REQUIREMENT → Report how many lines of the data below contain the string "dried", matching case exactly, and give only that number.

GIVEN RECORDS →

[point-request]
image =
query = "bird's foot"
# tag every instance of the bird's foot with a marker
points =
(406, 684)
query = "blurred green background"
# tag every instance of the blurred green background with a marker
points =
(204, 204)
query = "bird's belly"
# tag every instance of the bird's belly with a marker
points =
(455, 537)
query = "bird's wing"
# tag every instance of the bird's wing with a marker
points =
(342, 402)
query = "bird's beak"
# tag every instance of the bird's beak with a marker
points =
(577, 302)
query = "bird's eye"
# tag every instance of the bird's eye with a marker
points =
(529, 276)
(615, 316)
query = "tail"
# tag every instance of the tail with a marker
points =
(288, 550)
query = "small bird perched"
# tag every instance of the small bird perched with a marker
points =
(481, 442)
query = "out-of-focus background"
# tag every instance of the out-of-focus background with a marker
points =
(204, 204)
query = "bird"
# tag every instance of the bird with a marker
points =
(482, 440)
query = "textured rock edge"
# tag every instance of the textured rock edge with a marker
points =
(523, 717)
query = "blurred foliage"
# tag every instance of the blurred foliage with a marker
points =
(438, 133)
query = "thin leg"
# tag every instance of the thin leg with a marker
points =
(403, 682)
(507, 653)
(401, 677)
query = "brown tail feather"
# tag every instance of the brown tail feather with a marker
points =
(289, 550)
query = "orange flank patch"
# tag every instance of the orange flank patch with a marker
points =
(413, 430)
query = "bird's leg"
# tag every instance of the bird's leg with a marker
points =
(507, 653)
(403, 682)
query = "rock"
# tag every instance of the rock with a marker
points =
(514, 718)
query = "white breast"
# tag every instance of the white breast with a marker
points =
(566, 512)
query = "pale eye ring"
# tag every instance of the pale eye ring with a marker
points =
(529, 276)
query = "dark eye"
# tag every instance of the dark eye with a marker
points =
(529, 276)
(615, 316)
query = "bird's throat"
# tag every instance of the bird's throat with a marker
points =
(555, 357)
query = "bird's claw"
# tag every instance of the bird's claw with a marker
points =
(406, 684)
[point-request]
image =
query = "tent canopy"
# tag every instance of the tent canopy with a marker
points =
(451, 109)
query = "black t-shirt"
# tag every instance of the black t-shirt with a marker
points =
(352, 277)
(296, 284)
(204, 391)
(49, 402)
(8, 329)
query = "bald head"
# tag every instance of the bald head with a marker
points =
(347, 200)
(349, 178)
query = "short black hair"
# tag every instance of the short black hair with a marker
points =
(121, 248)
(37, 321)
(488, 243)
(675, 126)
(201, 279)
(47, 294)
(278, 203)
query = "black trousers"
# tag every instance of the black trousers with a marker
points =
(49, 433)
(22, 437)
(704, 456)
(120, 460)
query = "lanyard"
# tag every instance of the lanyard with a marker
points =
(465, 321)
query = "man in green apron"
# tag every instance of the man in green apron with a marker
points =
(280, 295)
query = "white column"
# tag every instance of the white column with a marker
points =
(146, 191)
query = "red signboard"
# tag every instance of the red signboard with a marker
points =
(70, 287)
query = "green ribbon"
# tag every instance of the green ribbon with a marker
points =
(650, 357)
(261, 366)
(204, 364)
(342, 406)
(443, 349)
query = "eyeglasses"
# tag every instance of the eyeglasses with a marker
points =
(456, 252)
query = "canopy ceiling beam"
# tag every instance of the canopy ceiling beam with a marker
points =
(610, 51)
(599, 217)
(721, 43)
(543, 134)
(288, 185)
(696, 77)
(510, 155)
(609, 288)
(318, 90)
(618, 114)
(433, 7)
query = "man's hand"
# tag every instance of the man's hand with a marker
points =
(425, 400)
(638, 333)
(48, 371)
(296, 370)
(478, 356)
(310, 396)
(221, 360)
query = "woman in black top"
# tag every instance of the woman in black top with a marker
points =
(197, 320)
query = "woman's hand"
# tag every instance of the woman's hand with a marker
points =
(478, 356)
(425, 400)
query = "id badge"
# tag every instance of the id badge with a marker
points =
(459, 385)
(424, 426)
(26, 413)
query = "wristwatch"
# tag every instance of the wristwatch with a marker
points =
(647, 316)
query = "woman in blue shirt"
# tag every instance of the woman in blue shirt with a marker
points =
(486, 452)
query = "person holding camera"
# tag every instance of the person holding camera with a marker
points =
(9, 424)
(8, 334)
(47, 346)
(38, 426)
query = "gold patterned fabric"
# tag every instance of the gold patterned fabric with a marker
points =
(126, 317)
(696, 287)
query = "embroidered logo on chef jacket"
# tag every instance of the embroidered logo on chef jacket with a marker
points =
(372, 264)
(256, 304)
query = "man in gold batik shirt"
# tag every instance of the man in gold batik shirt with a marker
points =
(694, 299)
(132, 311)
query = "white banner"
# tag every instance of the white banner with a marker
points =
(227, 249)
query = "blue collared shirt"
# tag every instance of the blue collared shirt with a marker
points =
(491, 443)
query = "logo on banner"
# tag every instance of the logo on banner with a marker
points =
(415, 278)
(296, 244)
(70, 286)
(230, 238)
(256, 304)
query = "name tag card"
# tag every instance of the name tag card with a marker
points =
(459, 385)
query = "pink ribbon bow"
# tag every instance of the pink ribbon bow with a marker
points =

* * *

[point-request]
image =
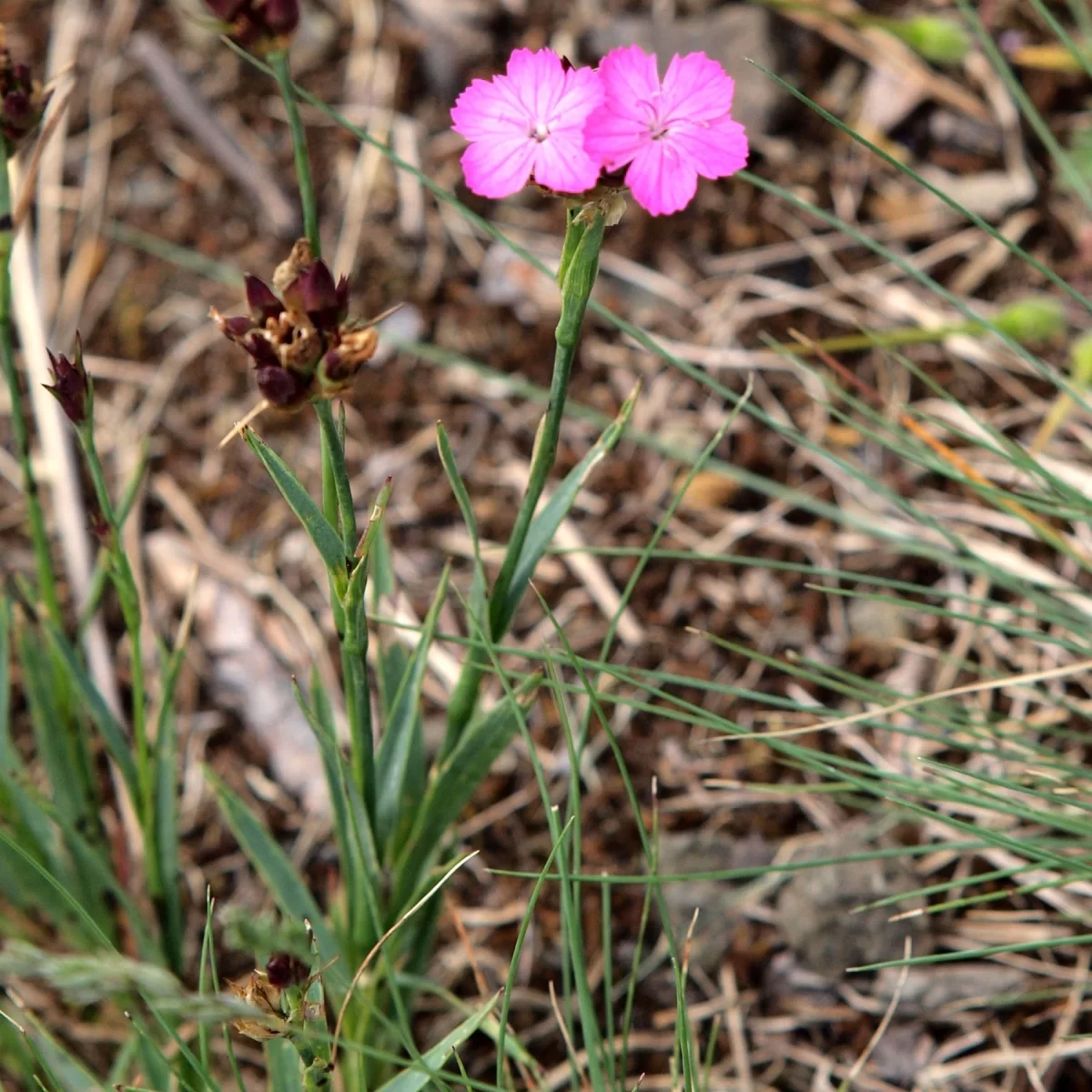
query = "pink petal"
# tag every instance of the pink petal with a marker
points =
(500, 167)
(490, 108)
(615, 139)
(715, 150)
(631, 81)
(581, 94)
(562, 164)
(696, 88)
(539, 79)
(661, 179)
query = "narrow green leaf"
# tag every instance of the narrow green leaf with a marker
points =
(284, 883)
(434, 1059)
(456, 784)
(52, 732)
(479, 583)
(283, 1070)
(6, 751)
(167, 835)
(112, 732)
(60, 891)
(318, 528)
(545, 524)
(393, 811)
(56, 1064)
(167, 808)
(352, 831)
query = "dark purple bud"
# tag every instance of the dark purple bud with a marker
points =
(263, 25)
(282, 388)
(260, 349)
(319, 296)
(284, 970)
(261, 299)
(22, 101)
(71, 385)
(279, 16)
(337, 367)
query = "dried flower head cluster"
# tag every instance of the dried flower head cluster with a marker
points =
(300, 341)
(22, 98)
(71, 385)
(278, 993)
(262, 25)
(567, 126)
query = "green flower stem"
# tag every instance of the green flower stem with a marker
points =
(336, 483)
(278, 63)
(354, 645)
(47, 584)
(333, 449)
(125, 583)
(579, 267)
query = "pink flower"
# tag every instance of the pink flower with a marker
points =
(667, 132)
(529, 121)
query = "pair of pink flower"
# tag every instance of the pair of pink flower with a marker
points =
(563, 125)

SOLUTION → 2